INSTRUCTIONS FOR THE TASK: An exact copy of every record is needed.

[Dataset entries]
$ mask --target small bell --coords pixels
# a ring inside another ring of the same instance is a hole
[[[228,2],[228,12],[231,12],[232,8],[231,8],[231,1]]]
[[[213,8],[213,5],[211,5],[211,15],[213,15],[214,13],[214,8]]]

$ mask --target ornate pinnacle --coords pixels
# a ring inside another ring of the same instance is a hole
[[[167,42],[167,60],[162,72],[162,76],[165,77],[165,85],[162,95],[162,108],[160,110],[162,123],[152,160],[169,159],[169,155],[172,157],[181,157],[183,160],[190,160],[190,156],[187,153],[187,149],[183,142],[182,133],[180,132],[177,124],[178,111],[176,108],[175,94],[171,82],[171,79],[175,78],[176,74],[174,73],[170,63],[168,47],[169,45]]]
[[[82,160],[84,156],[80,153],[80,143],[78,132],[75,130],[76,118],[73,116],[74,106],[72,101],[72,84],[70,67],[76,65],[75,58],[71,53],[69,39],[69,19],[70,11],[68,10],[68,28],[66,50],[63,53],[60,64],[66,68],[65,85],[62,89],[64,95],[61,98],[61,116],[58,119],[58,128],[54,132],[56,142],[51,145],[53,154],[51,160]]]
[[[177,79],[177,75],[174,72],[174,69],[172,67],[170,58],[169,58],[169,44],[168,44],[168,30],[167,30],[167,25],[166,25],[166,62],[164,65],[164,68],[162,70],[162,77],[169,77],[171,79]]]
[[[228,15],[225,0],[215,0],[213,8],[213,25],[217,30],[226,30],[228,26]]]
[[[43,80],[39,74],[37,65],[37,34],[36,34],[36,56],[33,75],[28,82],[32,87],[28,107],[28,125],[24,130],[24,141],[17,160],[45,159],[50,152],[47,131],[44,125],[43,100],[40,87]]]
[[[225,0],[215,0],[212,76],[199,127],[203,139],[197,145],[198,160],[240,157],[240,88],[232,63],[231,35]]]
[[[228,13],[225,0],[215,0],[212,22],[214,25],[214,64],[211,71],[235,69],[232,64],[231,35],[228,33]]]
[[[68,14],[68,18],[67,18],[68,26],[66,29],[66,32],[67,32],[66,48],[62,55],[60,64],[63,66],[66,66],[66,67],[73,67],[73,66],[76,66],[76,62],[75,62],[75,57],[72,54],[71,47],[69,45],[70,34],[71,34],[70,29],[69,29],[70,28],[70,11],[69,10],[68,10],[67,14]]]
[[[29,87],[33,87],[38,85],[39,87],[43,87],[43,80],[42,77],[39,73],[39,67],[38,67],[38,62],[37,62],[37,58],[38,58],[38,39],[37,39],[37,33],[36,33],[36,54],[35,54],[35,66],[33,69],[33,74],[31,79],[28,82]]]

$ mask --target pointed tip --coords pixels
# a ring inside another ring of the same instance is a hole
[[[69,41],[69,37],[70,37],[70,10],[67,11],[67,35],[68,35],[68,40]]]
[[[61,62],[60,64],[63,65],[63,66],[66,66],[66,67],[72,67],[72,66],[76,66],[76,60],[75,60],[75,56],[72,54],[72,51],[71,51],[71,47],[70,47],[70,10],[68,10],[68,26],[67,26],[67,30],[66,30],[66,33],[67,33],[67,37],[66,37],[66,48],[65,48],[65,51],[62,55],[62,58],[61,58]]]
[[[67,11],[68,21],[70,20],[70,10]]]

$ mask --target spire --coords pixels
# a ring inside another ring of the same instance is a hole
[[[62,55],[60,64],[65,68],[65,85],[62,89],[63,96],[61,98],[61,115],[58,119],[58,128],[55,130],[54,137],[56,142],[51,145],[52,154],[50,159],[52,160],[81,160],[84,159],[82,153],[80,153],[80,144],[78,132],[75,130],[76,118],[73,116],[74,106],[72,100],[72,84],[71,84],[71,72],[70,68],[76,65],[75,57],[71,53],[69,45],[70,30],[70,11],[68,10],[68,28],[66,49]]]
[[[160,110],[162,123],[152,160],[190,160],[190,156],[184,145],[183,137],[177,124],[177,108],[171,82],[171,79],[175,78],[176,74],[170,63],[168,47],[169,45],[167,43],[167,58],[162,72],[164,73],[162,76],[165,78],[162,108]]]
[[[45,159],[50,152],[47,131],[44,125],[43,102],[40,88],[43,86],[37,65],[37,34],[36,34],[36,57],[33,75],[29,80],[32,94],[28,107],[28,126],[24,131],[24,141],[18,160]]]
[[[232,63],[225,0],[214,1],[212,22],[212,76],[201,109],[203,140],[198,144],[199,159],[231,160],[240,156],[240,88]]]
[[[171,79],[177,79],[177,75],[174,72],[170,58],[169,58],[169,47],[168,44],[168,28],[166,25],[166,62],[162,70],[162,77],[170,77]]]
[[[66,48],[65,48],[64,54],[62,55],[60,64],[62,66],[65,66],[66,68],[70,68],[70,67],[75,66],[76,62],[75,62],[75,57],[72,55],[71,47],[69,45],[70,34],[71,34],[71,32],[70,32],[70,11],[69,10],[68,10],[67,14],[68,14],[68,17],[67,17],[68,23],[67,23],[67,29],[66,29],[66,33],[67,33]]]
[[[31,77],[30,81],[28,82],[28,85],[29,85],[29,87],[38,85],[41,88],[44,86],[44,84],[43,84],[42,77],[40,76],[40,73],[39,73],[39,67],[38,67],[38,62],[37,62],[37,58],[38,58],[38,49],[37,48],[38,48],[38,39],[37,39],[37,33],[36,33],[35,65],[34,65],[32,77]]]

RESULT FOR THIS EXERCISE:
$ mask --target small bell --coords pixels
# a ring inside another ring of the same instance is a hole
[[[228,2],[228,12],[231,12],[232,8],[231,8],[231,1]]]
[[[213,8],[213,5],[211,5],[211,15],[213,15],[214,13],[214,8]]]

$ mask --target ornate pinnacle --coords pixels
# a ring inside another ring of the same instance is a hole
[[[167,42],[167,60],[162,72],[162,76],[165,77],[165,85],[162,95],[162,108],[160,110],[162,123],[152,160],[169,159],[169,155],[172,157],[181,157],[183,160],[190,160],[190,156],[187,153],[187,149],[183,142],[182,133],[180,132],[177,124],[178,111],[176,108],[175,94],[171,82],[171,79],[175,78],[176,74],[174,73],[170,63],[168,47],[169,45]]]
[[[82,160],[84,156],[80,153],[80,143],[78,132],[75,130],[76,118],[73,116],[74,106],[72,101],[72,84],[70,67],[76,65],[75,58],[71,53],[69,39],[69,19],[70,11],[68,10],[68,28],[66,50],[63,53],[60,64],[66,68],[65,85],[62,89],[64,95],[61,98],[61,116],[58,119],[58,128],[54,132],[56,142],[51,145],[53,154],[51,160]]]
[[[177,79],[177,75],[174,72],[174,69],[172,67],[170,58],[169,58],[169,44],[168,44],[168,30],[167,30],[167,25],[166,25],[166,62],[164,65],[164,68],[162,70],[162,77],[169,77],[171,79]]]
[[[228,15],[225,0],[215,0],[213,8],[213,25],[217,30],[226,30],[228,26]]]
[[[43,80],[39,74],[37,65],[37,34],[36,34],[36,56],[33,75],[28,82],[32,87],[28,107],[28,125],[24,130],[24,141],[17,160],[45,159],[50,152],[47,131],[44,125],[43,100],[40,87]]]
[[[225,0],[215,0],[212,76],[199,127],[203,139],[197,145],[198,160],[240,157],[240,88],[232,63],[231,35]]]
[[[228,13],[225,0],[215,0],[212,22],[214,25],[214,64],[211,71],[235,69],[232,64],[231,35],[228,33]]]
[[[68,14],[68,18],[67,18],[68,26],[66,29],[66,32],[67,32],[66,48],[62,55],[60,64],[63,66],[66,66],[66,67],[73,67],[73,66],[76,66],[76,62],[75,62],[75,57],[72,54],[71,47],[69,45],[70,34],[71,34],[70,29],[69,29],[70,28],[70,11],[69,10],[68,10],[67,14]]]
[[[29,87],[33,87],[38,85],[39,87],[43,87],[43,80],[42,77],[39,73],[39,67],[38,67],[38,62],[37,62],[37,58],[38,58],[38,39],[37,39],[37,33],[36,33],[36,54],[35,54],[35,66],[33,69],[33,74],[31,79],[28,82]]]

$ mask --target pointed tip --coords pixels
# a ring inside another ring of the same instance is a hole
[[[69,41],[69,37],[70,37],[70,10],[67,11],[67,35],[68,35],[68,40]]]
[[[61,62],[60,64],[63,65],[63,66],[66,66],[66,67],[72,67],[72,66],[76,66],[76,60],[75,60],[75,56],[72,54],[72,51],[71,51],[71,47],[70,47],[70,10],[68,10],[68,26],[67,26],[67,30],[66,30],[66,33],[67,33],[67,37],[66,37],[66,48],[65,48],[65,51],[62,55],[62,58],[61,58]]]
[[[67,11],[68,21],[70,20],[70,10]]]

$ mask --target spire --coords pixels
# a ring inside another ring of the same instance is a hole
[[[62,55],[60,64],[65,68],[65,85],[62,89],[63,96],[61,98],[61,115],[58,119],[58,128],[55,130],[54,137],[56,142],[51,145],[52,154],[50,159],[52,160],[81,160],[84,159],[82,153],[80,153],[80,144],[78,132],[75,130],[76,118],[73,116],[74,106],[72,100],[72,84],[71,84],[71,72],[70,68],[76,65],[75,57],[71,53],[69,45],[70,30],[70,11],[68,10],[68,28],[66,49]]]
[[[160,110],[162,123],[152,160],[190,160],[190,156],[184,145],[183,137],[177,124],[177,108],[171,82],[171,79],[175,78],[176,74],[170,63],[168,47],[169,45],[167,43],[167,58],[162,72],[164,73],[162,76],[165,78],[162,108]]]
[[[45,159],[50,152],[47,131],[44,125],[43,102],[40,88],[43,86],[37,65],[37,34],[36,34],[36,57],[33,75],[29,80],[32,94],[28,107],[28,126],[24,131],[24,141],[18,160]]]
[[[232,63],[225,0],[214,1],[212,22],[212,76],[201,109],[203,140],[198,144],[199,159],[231,160],[240,156],[240,88]]]
[[[171,79],[177,79],[177,75],[174,72],[170,58],[169,58],[169,47],[168,44],[168,28],[166,25],[166,62],[162,70],[162,77],[170,77]]]
[[[66,48],[65,48],[64,54],[62,55],[60,64],[62,66],[65,66],[66,68],[70,68],[70,67],[75,66],[76,62],[75,62],[75,57],[72,55],[71,47],[69,45],[70,34],[71,34],[71,32],[70,32],[70,11],[69,10],[68,10],[67,14],[68,14],[68,17],[67,17],[68,23],[67,23],[67,29],[66,29],[66,33],[67,33]]]
[[[31,77],[30,81],[28,82],[28,85],[29,85],[29,87],[38,85],[41,88],[44,86],[44,84],[43,84],[42,77],[40,76],[40,73],[39,73],[39,67],[38,67],[38,62],[37,62],[37,58],[38,58],[38,49],[37,48],[38,48],[38,39],[37,39],[37,33],[36,33],[35,65],[34,65],[32,77]]]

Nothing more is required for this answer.